Copy the passage on segregation parameters word for word, everything from "For anti-CCP levels, we" down to "a logistic curve.".

(Beginning of Passage to read)

Estimation of segregation parameters

Population data are required in order to obtain estimates of the segregation parameters β, σ², and ρ. In fact, full maximum-likelihood estimation is often a difficult exercise for this type of data so we advocate the use of an approximate method of estimation which has been applied here [2]. Based on an arbitrary value ρ = 0.8, we estimate β and σ² so as to best reflect prevalence of RA in men and women (0.5% and 1.5%) as well as the overall recurrence risk ratio λ _s = 6. The choice of those estimates does not affect the asymptotic validity (type I error) of the method, indeed the test statistic has mean 0 and variance 1 under the null hypothesis, and only slightly influences the efficiency of the test.

For anti-CCP levels, we first used the available measurements in NARAC to estimate the distribution of anti-CCP levels in RA patients (we chose one affected sib at random per family) and in healthy individuals (only 11 unrelated individuals) separately. The estimation was carried out separately in the two groups using a nonparametric method (Gaussian kernel). Based on an overall prevalence of 1% for RA, we used Bayes formula to derive the probability of an individual to be a RA patient conditional upon his/her anti-CCP level. Given the very limited data available in healthy patients, the resulting curve exhibited high instability, especially for high anti-CCP levels, so we eventually smoothed the results by fitting a logistic curve.

Adjustment for sex

For a correlation between random effects ρ = 0.8, the segregation estimation lead to a variance σ² = 2.5 and sex effect β =(-6.43, 0.73). Taking male-male pairs of affected individuals as the reference, the relative weights were 0.97 in female-female pairs and 0.99 in male-female affected pairs. Thus, there was little difference in weighing of pairs of different kinds. Discordant pairs provided very little information for traits with a prevalence like RA (relative weight of -0.01 for female-female pairs). The results of the analysis hardly differed from an unadjusted analysis that only incorporated affected pairs and are therefore not presented.

Adjustment for anti-CCP levels

Based on the same parameters ρ and σ² as for sex, the logistic curve describing the effect of anti-CCP level X on the probability of developing RA was estimated as $\frac{e^{-14+0.2X}}{1+e^{-14+0.2X}}$. Anti-CCP level is a special type of covariate for RA because it is actually biologically related to the disease. The purpose of our analysis was therefore to assess whether linkage peaks for RA could be entirely accounted for by the anti-CCP measurements. The remaining peaks or potential new peaks could be attributed to a different component of the disease.

The test yielded very extreme relative weights (see Fig. 1) in which affected pairs with both individuals having high anti-CCP values became negligible compared to affected pairs with both individuals having low anti-CCP values, while pairs with very different anti-CCP values became discordant (i.e., were given negative weights). The genome-wide scan is presented in Figure 2. Initial suggestive peaks present on chromosomes 1, 9, 10, and 18 have disappeared, so they can be entirely attributed to anti-CCP levels. Peaks on chromosomes 6, 7, 8, 12, and 16 remain or are enhanced so they cannot be completely attributed to anti-CCP levels.

(End of Passage to read)
(Beginning of Dataset excerpts)

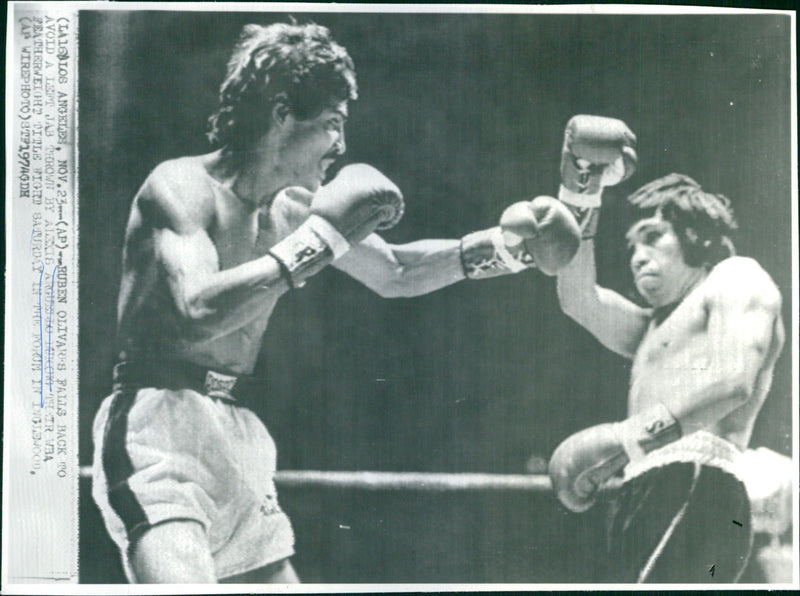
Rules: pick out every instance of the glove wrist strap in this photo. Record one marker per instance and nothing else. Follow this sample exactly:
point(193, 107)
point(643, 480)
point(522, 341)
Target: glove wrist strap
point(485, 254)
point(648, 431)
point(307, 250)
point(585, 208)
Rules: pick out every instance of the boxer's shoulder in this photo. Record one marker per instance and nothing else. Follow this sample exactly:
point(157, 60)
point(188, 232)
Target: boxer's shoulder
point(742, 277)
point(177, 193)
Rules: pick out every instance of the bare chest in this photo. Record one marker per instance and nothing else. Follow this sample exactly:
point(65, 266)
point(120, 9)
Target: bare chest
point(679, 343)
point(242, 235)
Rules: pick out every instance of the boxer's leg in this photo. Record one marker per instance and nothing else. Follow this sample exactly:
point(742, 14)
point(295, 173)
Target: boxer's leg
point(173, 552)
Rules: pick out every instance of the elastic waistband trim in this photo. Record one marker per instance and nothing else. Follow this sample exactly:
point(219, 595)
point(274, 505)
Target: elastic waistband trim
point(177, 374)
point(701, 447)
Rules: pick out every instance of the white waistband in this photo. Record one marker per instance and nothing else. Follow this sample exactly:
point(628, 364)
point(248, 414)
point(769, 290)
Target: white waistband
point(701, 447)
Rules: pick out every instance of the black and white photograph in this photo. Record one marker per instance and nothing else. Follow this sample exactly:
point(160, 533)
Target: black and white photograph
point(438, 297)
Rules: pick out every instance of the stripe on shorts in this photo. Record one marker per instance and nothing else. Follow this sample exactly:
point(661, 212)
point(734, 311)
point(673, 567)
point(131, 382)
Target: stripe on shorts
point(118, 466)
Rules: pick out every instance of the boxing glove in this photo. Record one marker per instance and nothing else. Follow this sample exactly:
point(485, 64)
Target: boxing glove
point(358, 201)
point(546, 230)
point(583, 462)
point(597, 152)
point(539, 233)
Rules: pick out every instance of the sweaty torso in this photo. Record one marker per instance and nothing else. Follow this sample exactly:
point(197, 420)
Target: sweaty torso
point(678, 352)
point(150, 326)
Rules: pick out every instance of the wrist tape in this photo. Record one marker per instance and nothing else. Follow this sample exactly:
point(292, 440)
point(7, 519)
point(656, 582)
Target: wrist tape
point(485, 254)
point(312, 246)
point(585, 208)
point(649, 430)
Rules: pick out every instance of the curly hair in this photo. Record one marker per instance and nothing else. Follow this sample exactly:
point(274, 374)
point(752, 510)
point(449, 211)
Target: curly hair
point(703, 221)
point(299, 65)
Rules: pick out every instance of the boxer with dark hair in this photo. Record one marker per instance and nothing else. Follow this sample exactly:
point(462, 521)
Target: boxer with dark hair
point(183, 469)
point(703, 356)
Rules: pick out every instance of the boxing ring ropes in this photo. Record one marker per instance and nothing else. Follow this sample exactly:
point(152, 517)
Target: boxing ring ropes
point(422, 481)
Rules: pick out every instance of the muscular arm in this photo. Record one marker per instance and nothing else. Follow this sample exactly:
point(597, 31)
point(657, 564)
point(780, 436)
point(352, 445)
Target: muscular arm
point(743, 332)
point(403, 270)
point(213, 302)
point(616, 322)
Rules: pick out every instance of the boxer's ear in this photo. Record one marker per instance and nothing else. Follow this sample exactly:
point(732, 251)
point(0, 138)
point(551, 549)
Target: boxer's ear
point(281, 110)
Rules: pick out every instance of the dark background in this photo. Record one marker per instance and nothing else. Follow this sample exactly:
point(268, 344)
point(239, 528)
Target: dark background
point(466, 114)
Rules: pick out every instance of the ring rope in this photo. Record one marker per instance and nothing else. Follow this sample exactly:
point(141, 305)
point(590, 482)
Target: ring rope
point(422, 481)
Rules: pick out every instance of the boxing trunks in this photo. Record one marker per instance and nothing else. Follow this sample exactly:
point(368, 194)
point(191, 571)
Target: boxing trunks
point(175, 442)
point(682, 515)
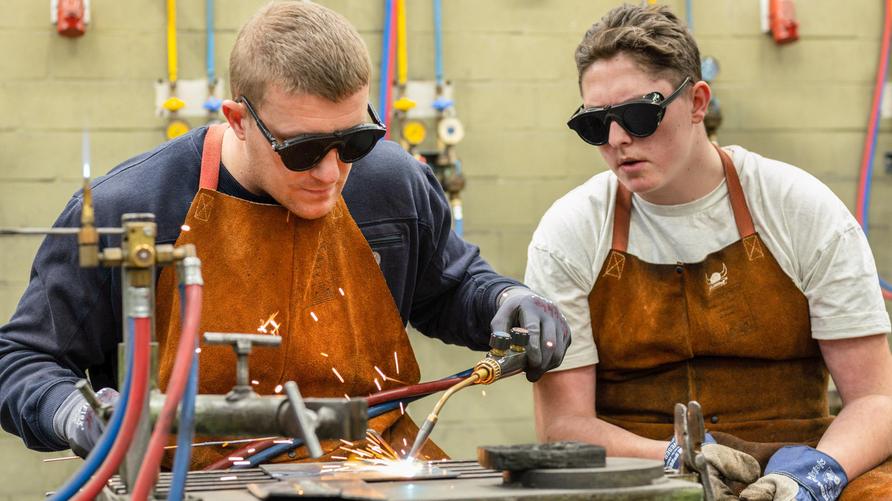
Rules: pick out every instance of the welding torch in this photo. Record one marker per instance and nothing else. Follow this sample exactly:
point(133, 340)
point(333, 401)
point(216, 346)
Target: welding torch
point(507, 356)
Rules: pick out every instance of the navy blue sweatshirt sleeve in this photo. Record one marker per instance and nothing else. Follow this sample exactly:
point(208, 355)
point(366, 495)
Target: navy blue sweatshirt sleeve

(End of Dataset excerpts)
(Beginning of Dataset excerpts)

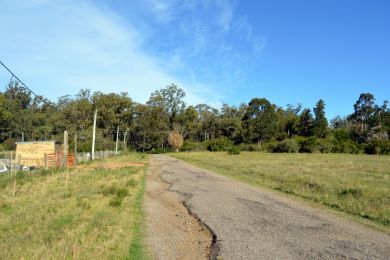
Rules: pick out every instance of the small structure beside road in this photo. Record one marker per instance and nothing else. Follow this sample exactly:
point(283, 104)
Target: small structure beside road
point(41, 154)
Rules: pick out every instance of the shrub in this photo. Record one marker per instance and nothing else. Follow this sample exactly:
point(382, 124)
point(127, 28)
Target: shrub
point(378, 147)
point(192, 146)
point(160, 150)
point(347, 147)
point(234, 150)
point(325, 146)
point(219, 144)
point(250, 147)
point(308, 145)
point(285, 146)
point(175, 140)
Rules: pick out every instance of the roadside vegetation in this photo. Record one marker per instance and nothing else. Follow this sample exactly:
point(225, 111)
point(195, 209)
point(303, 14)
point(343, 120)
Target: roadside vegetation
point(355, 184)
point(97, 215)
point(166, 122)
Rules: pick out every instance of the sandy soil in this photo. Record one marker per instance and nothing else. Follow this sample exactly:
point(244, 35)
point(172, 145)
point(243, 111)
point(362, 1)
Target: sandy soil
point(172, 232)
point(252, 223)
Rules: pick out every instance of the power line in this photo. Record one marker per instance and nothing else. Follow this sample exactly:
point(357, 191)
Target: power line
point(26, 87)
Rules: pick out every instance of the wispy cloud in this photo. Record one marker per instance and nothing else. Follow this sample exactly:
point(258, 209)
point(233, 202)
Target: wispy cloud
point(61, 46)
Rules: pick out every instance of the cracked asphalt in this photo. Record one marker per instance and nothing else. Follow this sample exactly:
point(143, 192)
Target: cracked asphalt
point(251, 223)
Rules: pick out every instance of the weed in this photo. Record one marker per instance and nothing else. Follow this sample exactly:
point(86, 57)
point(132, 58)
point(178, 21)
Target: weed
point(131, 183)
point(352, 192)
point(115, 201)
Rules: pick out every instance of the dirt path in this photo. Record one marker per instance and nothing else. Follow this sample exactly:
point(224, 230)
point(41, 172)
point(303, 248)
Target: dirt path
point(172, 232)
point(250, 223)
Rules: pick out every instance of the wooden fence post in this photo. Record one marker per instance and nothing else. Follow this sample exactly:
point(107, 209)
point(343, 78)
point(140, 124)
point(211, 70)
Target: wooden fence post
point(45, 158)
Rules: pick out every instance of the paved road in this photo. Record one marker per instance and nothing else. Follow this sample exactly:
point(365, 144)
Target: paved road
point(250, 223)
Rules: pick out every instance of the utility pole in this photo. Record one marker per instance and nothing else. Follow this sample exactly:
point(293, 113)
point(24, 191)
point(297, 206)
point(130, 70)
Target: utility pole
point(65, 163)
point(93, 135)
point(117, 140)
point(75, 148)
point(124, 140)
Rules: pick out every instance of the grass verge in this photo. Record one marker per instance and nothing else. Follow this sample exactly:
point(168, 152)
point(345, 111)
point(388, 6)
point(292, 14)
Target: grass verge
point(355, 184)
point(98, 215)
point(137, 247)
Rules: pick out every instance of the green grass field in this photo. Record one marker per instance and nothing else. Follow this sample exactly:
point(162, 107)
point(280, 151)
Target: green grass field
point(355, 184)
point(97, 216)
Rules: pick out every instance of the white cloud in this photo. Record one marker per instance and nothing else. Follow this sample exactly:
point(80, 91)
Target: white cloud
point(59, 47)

(End of Dataset excerpts)

### Problem solution
For anti-CCP levels, we first used the available measurements in NARAC to estimate the distribution of anti-CCP levels in RA patients (we chose one affected sib at random per family) and in healthy individuals (only 11 unrelated individuals) separately. The estimation was carried out separately in the two groups using a nonparametric method (Gaussian kernel). Based on an overall prevalence of 1% for RA, we used Bayes formula to derive the probability of an individual to be a RA patient conditional upon his/her anti-CCP level. Given the very limited data available in healthy patients, the resulting curve exhibited high instability, especially for high anti-CCP levels, so we eventually smoothed the results by fitting a logistic curve.